PAGE TEXT:
#####

Now that we have established the basics of vector analysis, it is time to start our journey on Electromagnetic (EM) field theory. We start at first with Coulomb’s law and then move on to the other important laws before deriving Maxwell’s equations.

What is Coulomb’s law?

Coulomb’s law was experimentally investigated by Colonel Charles Coulomb of French army engineers. This law states that the force between two point charges (very small compared to the distance by which they are separated) is directly proportional to their individual charge (Q) and inversely proportional to the square of the distance (R) between them. Coulomb’s law can be mathematically depicted by the following formulation.

\[\overrightarrow{F}=k\frac{Q_1 Q_2}{R^2}\]

where k is dependent on the permittivity (that is linked to the refractive index of the material) of the free space as shown below.

\[k=\frac{1}{4 \pi \epsilon_o}\]

Therefore, Coulomb’s law for two point charges in free space is given by Eq. 1.

#####

WRITTEN EXERCISE 1: Retype the stretch of the Coulomb's law text from "Now that we" through "as shown below.".
WRITTEN EXERCISE 2:
Answer these questions using the Coulomb's law text:
(a) Who experimentally investigated Coulomb's law?
(b) To what is the force between two point charges inversely proportional?
(c) On what is the constant k dependent?
WRITTEN EXERCISE 3: Carry on the Coulomb's law text from the point where it stops.

INFORMATION SHOWN:
#####

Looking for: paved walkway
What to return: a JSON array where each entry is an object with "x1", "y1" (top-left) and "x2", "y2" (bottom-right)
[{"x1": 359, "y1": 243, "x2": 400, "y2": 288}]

#####

EXPECTED ANSWER 1:
Now that we have established the basics of vector analysis, it is time to start our journey on Electromagnetic (EM) field theory. We start at first with Coulomb’s law and then move on to the other important laws before deriving Maxwell’s equations.

What is Coulomb’s law?

Coulomb’s law was experimentally investigated by Colonel Charles Coulomb of French army engineers. This law states that the force between two point charges (very small compared to the distance by which they are separated) is directly proportional to their individual charge (Q) and inversely proportional to the square of the distance (R) between them. Coulomb’s law can be mathematically depicted by the following formulation.

\[\overrightarrow{F}=k\frac{Q_1 Q_2}{R^2}\]

where k is dependent on the permittivity (that is linked to the refractive index of the material) of the free space as shown below.

EXPECTED ANSWER 2:
(a) Colonel Charles Coulomb of French army engineers.
(b) The square of the distance (R) between them.
(c) The permittivity of free space.

EXPECTED ANSWER 3:
\[\overrightarrow{F}=\frac{Q_1 Q_2}{4 \pi \epsilon_o R^2}\hspace{1cm}(1)\]

Since Coulomb’s law defines force, it has units of N (newtons). The permittivity of free space is 8.85418782×10^-12 and has units of C²/Nm² or F/m. The value of k as a whole is 8.987551785×10⁹ or sometimes approximated as 9×10⁹. Adding our discussion on vector analysis, the vector form of Coulomb’s law for two point charges Q₁ (at position r₁) and Q₂ (at position r₂) separated by a distance r₁₂ is given by Eq. 2.

\[\overrightarrow{F}_{1\rightarrow 2}=\frac{Q_1 Q_2}{4 \pi \epsilon_o r_{12}^2}\overrightarrow{a_{12}}\hspace{1cm}(2)\]

The term r₁₂ is defined by the position of two point charges and is given as r₁₂ = r₂ – r₁. The term a₁₂ is the unit vector along the distance r₁₂. The Eq. 2 represents the force exerted by Q₁ on Q₂. In order to evaluate a simple problem using this formula, let us consider an example.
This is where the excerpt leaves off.